__PROVIDED RECORDS__
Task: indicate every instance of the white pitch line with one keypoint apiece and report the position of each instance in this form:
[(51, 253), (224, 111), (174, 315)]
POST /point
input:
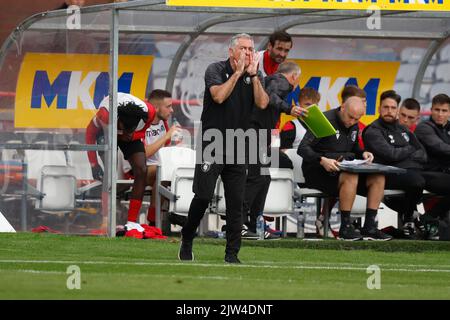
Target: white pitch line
[(131, 275), (209, 265)]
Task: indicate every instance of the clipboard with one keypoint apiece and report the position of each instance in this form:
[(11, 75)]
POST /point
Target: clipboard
[(317, 123), (371, 168)]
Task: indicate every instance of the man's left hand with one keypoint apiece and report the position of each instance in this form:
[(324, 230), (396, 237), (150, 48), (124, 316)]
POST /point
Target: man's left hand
[(253, 66), (368, 155)]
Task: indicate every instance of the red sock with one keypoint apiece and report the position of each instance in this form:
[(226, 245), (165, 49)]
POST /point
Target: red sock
[(133, 211), (151, 214)]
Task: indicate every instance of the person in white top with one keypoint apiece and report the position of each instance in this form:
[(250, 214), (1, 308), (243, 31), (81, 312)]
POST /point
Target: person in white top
[(157, 136), (293, 131)]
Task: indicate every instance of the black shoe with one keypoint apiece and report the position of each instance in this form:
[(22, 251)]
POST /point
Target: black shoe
[(428, 226), (374, 234), (349, 233), (185, 253), (271, 236), (432, 230), (231, 258), (177, 219)]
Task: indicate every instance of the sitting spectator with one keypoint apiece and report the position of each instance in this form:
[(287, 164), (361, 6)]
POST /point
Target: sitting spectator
[(157, 136), (133, 119), (409, 113), (320, 166), (293, 131), (434, 134), (393, 144)]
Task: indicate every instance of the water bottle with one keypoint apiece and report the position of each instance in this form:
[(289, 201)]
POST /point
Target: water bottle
[(260, 227), (176, 137)]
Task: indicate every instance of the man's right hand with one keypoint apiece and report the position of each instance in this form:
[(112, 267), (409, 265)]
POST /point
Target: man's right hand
[(330, 165), (97, 172), (240, 64)]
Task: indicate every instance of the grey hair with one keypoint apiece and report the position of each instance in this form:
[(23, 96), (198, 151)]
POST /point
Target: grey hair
[(235, 38), (288, 67)]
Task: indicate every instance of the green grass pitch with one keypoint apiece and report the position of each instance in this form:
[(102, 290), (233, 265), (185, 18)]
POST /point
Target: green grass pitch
[(34, 266)]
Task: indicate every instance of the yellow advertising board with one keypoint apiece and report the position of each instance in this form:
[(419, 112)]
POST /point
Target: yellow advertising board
[(65, 90), (329, 77), (407, 5)]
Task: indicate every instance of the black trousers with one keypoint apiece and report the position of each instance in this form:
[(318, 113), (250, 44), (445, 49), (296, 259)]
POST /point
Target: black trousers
[(413, 183), (256, 189), (205, 178)]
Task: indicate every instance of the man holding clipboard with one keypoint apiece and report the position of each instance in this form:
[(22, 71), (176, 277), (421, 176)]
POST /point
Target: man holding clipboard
[(321, 156)]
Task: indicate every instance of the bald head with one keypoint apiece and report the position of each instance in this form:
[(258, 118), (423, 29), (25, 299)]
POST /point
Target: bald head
[(352, 110)]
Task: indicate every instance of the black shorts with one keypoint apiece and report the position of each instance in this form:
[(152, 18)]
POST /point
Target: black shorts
[(130, 147), (316, 177), (206, 174)]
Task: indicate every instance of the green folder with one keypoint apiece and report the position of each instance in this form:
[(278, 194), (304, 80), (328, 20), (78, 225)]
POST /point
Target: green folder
[(317, 123)]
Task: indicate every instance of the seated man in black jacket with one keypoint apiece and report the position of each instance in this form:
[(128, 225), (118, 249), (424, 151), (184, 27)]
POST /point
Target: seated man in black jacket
[(393, 144), (321, 169), (277, 86), (434, 134)]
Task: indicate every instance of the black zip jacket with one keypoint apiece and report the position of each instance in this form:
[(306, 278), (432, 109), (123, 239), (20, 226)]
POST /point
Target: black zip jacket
[(277, 88), (393, 144), (436, 140), (344, 143)]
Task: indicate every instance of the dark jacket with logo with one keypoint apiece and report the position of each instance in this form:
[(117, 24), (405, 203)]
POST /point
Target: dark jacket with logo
[(344, 143), (277, 88), (393, 144), (436, 140)]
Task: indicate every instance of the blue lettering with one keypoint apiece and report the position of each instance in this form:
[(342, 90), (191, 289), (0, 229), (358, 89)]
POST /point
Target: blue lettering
[(42, 87), (424, 1), (292, 97), (371, 89), (102, 86)]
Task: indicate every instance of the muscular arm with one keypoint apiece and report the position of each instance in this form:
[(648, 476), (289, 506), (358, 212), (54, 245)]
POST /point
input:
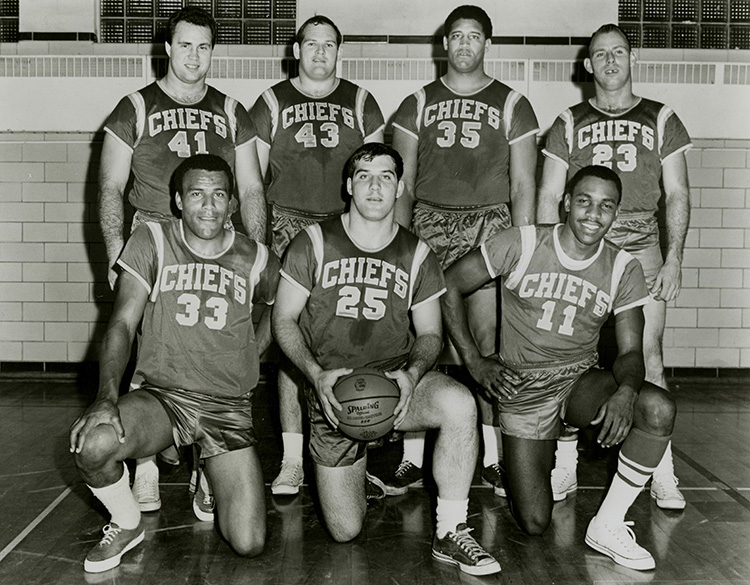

__EXERCISE DETAILS__
Rewrite all of the entries above with "keypoint" changed to "marker" everywhere and nothing else altered, and omit the pictures.

__REPLY__
Task: indicate every instance of the white pitch line with one marker apiece and report the position of each instance in this form:
[(51, 253), (224, 111), (174, 315)]
POST /point
input:
Target: white pitch line
[(131, 275), (209, 265)]
Task: indicate every instance of the clipboard with one marker apiece and report the position of each instance in this form:
[(11, 75)]
POST /point
Target: clipboard
[(317, 123), (371, 168)]
Task: indicate every instance of the man's left hand with one marker apiece and report the position of each instance in this form:
[(324, 230), (396, 237), (150, 48), (124, 316)]
POST /point
Target: man's left hand
[(253, 66), (368, 155)]
Task: indicate every instance of the red sock with one marker apiece and report the position of each instance in this form:
[(226, 245), (165, 49)]
POST /point
Target: red sock
[(133, 211), (151, 214)]
Task: indicate every instance of the person in white top with one marker apiece and report the position of each instance in this form:
[(250, 214), (1, 308), (243, 31), (81, 312)]
POST /point
Target: person in white top
[(157, 136), (293, 131)]
Task: indicate every instance of the black shoe with one marker apiece and report the position of each instance in this form:
[(22, 251)]
POST /point
Target: black shoe
[(428, 226), (374, 234), (349, 233), (185, 253), (271, 236), (432, 230), (231, 258), (177, 219)]
Task: indicate every instance of the sitting spectator with one marker apiece and report the position of each instance in this form:
[(287, 164), (361, 6)]
POST /point
Target: sitting spectator
[(157, 136), (133, 119), (409, 113), (320, 166), (293, 131), (434, 134), (393, 144)]
Task: indicate every instance of the water bottle with one marker apiece and report the position of each instance in this form:
[(289, 201)]
POST /point
Target: water bottle
[(260, 227), (176, 137)]
Task: indicate every instance of the man's right hand with one marker apiece and report the position of each instance in this form:
[(112, 267), (409, 265)]
POST /point
Target: man's right hand
[(330, 165), (97, 172), (240, 64)]
Task: indicate every instance of the grey hair with one marker apiece and report the position of each instance in this form:
[(23, 96), (198, 151)]
POST /point
Target: grey hair
[(235, 38), (288, 67)]
Task: indicate every instance of the green grass pitch with one marker apiece and report the position of each instance in this form:
[(102, 290), (233, 265), (185, 18)]
POST /point
Target: green grass pitch
[(34, 266)]
Task: indicate every instance of the yellow advertising board with one marker apiece and report the position of each instance in this form:
[(419, 112)]
POST /point
Target: yellow advertising board
[(65, 90), (329, 77), (407, 5)]
Task: indicate every instance of the black trousers with one marker apiece and report the position of each instance in this form:
[(318, 113), (250, 44), (445, 49), (296, 259)]
POST /point
Target: black trousers
[(413, 183), (256, 189), (205, 178)]
Task: indicate every instance of the man holding clipboard with one marker apiece and report the position of each instance in this form:
[(22, 71), (176, 277), (421, 176)]
POST /point
Target: man holding clipboard
[(321, 156)]
Task: indicate every instance of the bald head with one marker apiece and report the position of each instance in this form:
[(258, 118), (423, 29), (25, 299)]
POST /point
Target: bald head
[(352, 110)]
Task: indicate every instance of the black shorts with one marker apiece and report the position of each instance in this form:
[(152, 18)]
POST /point
Target: black shorts
[(130, 147), (316, 177), (206, 174)]
Task: indicate every instance of the green folder with one marker apiece and report the position of each instance in this form:
[(278, 194), (304, 80), (328, 20), (78, 225)]
POST /point
Target: green folder
[(317, 123)]
Task: indicate every instance of the seated man in black jacket with one marker apiece and report the position of each instance in this form:
[(128, 225), (118, 249), (424, 151), (184, 27)]
POST /point
Target: seated man in black jacket
[(393, 144), (321, 169), (277, 86), (434, 134)]
Task: indicate every instance of the black zip jacket with one marker apiece and report the position of each instance in this form:
[(306, 278), (432, 109), (123, 239), (20, 226)]
POST /point
Target: black zip jacket
[(277, 88), (393, 144), (436, 140), (344, 143)]
Task: indicate every instance of the dark jacket with logo with one marker apiece and report the position of each instance in this form:
[(117, 24), (405, 203)]
POST /point
Target: dark jacket with logo
[(344, 143), (277, 88), (393, 144), (436, 140)]
Task: indicate every instance of the blue lettering with one marker apiece and report the position of each instance in this form:
[(342, 90), (191, 289), (0, 229), (358, 89)]
POST /point
Target: blue lettering
[(42, 87), (424, 1), (292, 97), (371, 89), (102, 86)]
Task: indicate every instance of the muscular arm with one marker apiece and report the position of each instance in this form:
[(648, 476), (289, 506), (358, 212), (54, 245)]
POST /point
input:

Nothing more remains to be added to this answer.